# Zu erledigende Aufgabe
Gib den Abschnitt des Forenthreads zur PC-Aufrüstung von „Sonstiges: Festplatten hab“ bis „Ruhe zu haben.“ wortgetreu aus.

# PC aufrüsten / Herbst 2018



## Hightower92 (10. Juni 2018)

*PC aufrüsten / Herbst 2018*

Mahlzeit,
ich möchte im Herbst diesen Jahres meinen Blechotto wieder frisch für die Zukunft machen, da doch Spiele wie WoT, Kingdom Come oder theHunter - Call of the Wild, ihn recht Alt aussehen lassen was die Grafik angeht.

Mainboard:
Gigabyte, GA-78LMT-USB3
CPU:
AMD FX-6300, 6x3.50 GHz, als Kühler den Alpenföhn SuperSilent SI2
Arbeitsspeicher:
12 GB, DDR3 (1x 8 GB, 2x 4 GB, letztere aus meinem alten Rechner entnommen)
Grafikkarte:
GeForce GTX 750 Ti, 2 GB DDR5
Netzteil:
Corsair VS550, 550W

Sonstiges: Festplatten hab ich zwei Stück verbaut, 1,5TB insgesamt. Lüfter hab ich 1x Vorne (Rein), 1x Hinten (Raus), 2x Externe per USB und an der CPU/Grafikkarte. Gehäuse nennt sich "Enermax iVektor.Q". Windoof 10 läuft als Betriebssystem.
Zweck der Aufrüstung ist wie oben beschrieben, einfach in Zukunft Games auf "hoher" Auflösung zu spielen und wieder 3-4 Jahre Ruhe zu haben.
Zum Thema €€€, ich dachte da an maximal 400-500€, natürlich je weniger umso besser, is klar... 
Bin halt leider absolut kein Profi was sowas angeht, zusammenbauen würde ein Bekannter übernehmen, der Beruflich in der EDV-Branche unterwegs ist.

Eine ganz große Frage die mich an einen schwarzen Tag erinnern lässt wäre die: Sollte ich mir nun die Komponenten kaufen die Ihr mir vorschlagt, verkraftet das Netzteil das auch? Habe mir vor Jahren (nur) eine neue Grafikkarte einbauen lassen, nach 2 Tagen hat es mir das Netzteil und den gesamten PC zerschossen, deswegen bin ich da etwas vorsichtig...

Grüße!


----------



## Einwegkartoffel (10. Juni 2018)

*AW: PC aufrüsten / Herbst 2018*

Ich würde den Herbst abwarten und schauen, ob NVIDIA bis dahin passende Custom Modelle der nächsten Generation aufm Markt hat 

Bis dahin kannst du mal gucken, ob es überhaupt die Grafikkarte ist, die limitiert: FAQ: Performance-Probleme. Es Ruckelt. FPS brechen ein. Framedrops. Lags. | ComputerBase Forum


----------



## Hightower92 (10. Juni 2018)

# Extrahierte Daten
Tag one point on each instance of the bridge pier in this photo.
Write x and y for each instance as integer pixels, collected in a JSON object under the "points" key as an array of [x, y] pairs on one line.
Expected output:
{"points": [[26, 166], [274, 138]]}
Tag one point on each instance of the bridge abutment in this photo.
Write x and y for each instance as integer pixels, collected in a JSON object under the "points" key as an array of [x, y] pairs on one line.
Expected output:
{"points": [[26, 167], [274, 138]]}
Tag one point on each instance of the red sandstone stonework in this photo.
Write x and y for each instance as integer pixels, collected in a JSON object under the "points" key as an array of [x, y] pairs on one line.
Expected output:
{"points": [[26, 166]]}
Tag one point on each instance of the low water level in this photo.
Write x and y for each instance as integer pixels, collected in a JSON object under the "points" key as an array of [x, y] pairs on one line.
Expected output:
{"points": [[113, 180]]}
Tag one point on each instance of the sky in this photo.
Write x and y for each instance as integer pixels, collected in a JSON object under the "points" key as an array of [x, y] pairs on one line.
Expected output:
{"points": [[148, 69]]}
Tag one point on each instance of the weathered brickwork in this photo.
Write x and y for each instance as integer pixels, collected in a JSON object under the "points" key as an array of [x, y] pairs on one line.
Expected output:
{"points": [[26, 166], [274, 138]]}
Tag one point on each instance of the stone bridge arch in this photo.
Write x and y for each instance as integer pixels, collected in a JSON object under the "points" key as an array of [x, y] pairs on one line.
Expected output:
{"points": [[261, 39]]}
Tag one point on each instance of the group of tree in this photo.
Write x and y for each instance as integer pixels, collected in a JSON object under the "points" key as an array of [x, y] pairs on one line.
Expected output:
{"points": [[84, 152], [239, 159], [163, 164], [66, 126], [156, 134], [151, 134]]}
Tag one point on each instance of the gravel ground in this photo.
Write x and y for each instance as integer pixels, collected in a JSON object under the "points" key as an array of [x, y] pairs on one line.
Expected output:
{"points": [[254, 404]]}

# Lösung der Aufgabe
Sonstiges: Festplatten hab ich zwei Stück verbaut, 1,5TB insgesamt. Lüfter hab ich 1x Vorne (Rein), 1x Hinten (Raus), 2x Externe per USB und an der CPU/Grafikkarte. Gehäuse nennt sich "Enermax iVektor.Q". Windoof 10 läuft als Betriebssystem.
Zweck der Aufrüstung ist wie oben beschrieben, einfach in Zukunft Games auf "hoher" Auflösung zu spielen und wieder 3-4 Jahre Ruhe zu haben.